(Saved entries)
§

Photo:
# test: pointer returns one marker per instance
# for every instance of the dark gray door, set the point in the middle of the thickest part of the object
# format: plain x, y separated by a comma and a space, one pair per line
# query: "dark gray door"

§

• Your instructions
All lines carrying the word "instance" must be copied from the data above.

• Task solution
# test: pointer returns one marker per instance
# for every instance of the dark gray door, set the point in the middle of the thickest part of the object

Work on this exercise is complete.